--- START ---

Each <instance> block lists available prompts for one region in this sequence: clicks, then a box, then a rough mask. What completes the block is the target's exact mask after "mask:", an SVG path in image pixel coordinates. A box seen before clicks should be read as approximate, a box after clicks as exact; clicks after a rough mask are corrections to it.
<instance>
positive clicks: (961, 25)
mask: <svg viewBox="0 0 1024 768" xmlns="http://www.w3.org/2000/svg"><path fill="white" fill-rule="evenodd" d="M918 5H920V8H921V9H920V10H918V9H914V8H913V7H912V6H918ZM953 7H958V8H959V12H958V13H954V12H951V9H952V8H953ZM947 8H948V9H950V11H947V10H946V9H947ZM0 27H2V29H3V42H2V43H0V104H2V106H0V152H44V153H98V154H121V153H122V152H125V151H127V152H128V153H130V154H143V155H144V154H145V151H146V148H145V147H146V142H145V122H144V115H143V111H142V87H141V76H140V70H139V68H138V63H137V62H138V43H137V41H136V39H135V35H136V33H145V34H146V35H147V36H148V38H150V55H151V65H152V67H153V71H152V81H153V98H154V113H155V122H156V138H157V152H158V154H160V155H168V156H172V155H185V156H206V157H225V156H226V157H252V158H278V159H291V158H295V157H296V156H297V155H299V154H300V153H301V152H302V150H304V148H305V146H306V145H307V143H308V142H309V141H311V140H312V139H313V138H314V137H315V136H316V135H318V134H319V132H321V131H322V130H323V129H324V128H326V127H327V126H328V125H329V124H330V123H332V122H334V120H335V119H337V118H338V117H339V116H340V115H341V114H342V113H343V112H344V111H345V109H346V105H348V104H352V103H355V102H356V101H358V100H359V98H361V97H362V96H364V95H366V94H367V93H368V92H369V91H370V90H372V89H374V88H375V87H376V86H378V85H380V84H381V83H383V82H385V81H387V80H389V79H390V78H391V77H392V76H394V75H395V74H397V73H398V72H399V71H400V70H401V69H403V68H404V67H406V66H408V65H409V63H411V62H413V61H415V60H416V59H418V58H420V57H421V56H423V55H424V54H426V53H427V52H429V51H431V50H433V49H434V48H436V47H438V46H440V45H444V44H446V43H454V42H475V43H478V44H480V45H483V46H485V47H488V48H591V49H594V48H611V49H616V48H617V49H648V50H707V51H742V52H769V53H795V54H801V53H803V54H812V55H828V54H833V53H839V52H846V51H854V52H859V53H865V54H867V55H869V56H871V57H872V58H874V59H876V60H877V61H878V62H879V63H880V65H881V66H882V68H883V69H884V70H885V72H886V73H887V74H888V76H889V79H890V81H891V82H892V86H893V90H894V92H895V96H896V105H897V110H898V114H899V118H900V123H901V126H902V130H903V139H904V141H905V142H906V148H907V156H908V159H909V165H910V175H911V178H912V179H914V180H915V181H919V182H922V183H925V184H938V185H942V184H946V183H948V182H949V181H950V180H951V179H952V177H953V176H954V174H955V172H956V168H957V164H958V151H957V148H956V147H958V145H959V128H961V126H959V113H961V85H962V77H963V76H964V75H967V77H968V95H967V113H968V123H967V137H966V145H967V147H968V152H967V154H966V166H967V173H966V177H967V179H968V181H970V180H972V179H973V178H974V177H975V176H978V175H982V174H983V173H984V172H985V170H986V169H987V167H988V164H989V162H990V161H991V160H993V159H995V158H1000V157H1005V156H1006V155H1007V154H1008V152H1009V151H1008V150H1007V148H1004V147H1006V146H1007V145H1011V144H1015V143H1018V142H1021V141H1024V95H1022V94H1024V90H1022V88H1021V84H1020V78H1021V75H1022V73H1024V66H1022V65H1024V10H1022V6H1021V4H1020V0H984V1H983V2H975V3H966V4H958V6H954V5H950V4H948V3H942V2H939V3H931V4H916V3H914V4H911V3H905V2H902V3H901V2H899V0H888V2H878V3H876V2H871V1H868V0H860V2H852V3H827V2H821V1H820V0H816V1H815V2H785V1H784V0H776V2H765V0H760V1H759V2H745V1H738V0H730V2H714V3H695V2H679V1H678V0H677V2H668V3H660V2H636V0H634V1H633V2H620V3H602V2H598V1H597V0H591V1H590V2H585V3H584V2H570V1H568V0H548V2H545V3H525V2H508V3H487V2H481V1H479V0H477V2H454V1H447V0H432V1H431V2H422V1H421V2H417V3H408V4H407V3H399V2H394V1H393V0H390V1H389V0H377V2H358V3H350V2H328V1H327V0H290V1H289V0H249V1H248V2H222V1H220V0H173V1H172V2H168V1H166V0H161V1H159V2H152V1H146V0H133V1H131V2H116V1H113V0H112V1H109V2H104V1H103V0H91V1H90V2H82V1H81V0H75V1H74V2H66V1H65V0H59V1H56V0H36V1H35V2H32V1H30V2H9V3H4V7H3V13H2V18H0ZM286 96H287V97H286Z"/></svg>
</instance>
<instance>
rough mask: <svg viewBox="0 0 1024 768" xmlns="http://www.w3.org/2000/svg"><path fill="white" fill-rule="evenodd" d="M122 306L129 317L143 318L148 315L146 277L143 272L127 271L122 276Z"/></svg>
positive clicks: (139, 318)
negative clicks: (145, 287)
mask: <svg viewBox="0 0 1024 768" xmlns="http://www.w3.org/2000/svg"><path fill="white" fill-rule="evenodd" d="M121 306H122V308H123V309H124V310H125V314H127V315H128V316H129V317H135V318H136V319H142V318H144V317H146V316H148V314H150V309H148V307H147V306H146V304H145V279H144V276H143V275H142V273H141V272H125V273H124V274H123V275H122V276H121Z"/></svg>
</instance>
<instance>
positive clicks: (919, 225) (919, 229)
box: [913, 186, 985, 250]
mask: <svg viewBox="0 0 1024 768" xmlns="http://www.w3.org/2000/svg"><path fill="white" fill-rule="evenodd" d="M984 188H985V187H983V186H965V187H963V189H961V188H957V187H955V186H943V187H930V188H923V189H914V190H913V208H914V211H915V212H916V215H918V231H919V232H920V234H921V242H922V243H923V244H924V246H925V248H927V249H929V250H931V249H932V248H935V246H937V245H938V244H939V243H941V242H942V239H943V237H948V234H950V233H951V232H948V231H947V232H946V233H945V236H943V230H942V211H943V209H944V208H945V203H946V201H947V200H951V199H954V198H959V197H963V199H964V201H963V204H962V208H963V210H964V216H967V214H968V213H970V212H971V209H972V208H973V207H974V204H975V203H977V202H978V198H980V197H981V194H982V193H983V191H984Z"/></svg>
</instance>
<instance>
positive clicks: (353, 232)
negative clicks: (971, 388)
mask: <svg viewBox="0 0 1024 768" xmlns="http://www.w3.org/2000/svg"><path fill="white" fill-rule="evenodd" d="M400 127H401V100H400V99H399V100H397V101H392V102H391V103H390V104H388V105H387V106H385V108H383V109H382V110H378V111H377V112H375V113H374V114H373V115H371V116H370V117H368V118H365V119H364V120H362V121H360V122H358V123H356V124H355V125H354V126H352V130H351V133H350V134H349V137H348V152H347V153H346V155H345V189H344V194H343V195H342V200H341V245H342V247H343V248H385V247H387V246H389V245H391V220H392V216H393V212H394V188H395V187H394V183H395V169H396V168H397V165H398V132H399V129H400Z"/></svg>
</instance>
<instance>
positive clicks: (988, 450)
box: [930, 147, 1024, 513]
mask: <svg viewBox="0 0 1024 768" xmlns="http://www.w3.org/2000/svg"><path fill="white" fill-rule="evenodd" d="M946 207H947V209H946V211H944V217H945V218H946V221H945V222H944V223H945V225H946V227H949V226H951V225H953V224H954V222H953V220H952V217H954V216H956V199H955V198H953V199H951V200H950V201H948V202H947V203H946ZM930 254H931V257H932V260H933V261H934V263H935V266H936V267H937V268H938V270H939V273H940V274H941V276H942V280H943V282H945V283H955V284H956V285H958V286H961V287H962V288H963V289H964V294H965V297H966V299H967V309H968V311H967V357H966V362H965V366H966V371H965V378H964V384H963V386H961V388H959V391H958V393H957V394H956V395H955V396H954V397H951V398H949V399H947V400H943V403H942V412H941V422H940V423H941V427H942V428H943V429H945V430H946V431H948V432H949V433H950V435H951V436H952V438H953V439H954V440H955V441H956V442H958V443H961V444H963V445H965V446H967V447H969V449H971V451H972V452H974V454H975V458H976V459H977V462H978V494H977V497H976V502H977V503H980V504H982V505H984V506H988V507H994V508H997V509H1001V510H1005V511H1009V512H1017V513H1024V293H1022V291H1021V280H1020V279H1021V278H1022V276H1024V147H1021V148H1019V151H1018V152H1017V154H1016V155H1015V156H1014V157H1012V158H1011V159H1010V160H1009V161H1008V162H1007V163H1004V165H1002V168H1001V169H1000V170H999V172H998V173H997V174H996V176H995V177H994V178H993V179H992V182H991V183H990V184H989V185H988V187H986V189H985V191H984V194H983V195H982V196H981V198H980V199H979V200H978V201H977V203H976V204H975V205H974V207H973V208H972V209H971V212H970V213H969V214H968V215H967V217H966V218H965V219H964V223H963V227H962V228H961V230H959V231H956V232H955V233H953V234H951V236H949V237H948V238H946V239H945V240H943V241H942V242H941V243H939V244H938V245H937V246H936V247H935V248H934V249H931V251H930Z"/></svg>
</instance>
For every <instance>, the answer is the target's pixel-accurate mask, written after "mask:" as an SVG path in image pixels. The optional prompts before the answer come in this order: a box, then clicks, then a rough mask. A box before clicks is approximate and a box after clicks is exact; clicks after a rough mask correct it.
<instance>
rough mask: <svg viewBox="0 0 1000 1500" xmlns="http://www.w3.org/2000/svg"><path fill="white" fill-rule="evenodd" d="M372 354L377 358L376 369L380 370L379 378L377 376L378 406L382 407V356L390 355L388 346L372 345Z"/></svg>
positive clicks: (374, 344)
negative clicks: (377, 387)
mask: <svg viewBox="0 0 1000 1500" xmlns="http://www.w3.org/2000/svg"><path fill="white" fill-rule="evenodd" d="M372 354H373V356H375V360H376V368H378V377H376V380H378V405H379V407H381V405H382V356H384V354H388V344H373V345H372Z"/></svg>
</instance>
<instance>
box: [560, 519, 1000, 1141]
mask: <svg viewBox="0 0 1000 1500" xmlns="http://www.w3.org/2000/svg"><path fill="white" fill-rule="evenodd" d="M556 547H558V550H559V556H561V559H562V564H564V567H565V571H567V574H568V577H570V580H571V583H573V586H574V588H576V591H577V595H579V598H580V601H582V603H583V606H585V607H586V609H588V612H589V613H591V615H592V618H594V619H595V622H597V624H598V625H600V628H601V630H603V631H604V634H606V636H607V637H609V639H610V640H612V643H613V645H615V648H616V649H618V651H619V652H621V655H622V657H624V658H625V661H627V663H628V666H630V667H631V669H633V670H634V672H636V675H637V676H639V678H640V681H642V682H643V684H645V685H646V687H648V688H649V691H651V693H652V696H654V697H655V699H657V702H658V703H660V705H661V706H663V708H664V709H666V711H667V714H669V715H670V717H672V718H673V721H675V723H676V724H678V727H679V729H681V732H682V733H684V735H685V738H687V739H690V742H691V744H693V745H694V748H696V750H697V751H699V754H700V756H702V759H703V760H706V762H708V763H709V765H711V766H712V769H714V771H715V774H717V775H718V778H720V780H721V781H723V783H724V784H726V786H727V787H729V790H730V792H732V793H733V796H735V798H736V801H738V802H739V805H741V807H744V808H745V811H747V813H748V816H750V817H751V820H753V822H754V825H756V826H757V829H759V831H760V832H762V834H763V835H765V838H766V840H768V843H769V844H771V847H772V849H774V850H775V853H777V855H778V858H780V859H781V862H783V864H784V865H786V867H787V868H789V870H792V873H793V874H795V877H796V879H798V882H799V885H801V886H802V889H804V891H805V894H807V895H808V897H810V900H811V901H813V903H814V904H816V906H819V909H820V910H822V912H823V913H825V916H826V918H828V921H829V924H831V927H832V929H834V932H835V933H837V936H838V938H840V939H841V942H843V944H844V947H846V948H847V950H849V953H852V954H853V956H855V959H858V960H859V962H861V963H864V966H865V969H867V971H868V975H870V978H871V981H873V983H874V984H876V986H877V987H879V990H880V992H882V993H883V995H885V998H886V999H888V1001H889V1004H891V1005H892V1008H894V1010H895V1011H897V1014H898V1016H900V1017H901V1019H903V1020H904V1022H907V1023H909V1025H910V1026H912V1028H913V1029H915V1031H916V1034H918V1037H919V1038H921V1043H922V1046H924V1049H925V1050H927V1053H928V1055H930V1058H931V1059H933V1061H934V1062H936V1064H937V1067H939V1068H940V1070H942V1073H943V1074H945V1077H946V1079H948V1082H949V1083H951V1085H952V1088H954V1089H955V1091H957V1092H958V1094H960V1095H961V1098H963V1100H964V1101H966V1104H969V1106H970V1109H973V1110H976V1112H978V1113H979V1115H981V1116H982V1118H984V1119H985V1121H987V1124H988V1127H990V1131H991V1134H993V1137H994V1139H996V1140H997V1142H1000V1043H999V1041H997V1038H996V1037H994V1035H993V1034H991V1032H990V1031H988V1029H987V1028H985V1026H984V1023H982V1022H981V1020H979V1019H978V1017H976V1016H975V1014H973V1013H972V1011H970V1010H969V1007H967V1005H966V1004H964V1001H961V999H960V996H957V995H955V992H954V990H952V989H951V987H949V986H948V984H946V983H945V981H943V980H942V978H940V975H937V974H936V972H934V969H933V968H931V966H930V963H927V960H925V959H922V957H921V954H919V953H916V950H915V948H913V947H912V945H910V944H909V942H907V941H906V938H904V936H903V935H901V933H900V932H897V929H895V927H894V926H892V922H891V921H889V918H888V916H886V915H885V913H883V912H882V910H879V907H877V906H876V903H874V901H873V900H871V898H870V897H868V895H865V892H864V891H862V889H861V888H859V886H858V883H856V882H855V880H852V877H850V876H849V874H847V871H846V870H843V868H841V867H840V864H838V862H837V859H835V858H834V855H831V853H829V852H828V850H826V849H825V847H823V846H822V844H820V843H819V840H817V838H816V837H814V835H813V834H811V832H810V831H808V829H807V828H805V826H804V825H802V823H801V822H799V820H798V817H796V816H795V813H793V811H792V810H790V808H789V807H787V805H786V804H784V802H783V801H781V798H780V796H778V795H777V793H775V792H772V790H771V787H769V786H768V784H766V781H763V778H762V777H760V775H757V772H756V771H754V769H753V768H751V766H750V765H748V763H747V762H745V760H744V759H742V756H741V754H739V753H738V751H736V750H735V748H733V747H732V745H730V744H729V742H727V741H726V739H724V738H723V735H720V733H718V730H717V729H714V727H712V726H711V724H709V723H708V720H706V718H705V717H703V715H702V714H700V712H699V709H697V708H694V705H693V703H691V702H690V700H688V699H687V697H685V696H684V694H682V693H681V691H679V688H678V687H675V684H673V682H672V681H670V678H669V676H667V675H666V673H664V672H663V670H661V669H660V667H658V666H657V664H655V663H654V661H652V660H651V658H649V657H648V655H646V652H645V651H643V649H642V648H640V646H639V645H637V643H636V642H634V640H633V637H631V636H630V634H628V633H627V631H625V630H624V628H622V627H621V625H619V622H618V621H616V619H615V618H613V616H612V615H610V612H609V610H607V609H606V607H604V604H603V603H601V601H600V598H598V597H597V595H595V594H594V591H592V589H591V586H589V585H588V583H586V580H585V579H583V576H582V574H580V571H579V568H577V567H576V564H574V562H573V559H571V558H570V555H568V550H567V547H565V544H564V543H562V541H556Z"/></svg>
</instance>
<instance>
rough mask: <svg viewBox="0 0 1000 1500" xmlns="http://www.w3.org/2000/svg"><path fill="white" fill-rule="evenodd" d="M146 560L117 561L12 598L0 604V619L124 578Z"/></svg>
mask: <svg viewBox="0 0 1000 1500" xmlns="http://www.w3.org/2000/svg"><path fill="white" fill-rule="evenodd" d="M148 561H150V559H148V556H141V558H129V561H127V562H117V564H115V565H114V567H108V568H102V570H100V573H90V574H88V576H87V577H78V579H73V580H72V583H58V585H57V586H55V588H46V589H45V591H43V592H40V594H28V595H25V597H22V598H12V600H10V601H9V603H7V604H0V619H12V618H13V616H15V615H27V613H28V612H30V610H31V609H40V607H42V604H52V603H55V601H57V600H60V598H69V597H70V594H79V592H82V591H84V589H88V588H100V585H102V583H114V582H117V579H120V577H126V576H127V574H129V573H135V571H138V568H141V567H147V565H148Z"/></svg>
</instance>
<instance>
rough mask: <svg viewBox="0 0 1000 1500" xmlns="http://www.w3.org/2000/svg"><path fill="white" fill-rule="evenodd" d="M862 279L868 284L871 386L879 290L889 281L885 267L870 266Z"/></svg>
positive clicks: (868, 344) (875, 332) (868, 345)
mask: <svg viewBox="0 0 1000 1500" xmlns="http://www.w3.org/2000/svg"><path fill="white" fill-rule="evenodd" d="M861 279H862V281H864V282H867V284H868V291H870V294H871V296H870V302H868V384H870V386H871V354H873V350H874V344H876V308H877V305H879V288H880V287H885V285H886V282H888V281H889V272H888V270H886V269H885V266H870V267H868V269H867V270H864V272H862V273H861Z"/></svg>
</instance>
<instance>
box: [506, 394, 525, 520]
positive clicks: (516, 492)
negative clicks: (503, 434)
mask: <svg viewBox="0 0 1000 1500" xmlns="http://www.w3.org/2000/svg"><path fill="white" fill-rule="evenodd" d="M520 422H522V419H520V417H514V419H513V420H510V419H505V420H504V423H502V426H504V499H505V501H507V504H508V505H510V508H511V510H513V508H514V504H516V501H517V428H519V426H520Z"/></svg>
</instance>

--- END ---

■ **TASK PROMPT**
Among the lines of the listing above, tally the ones holding the string "approximate" and give that count alone.

■ **RESULT**
2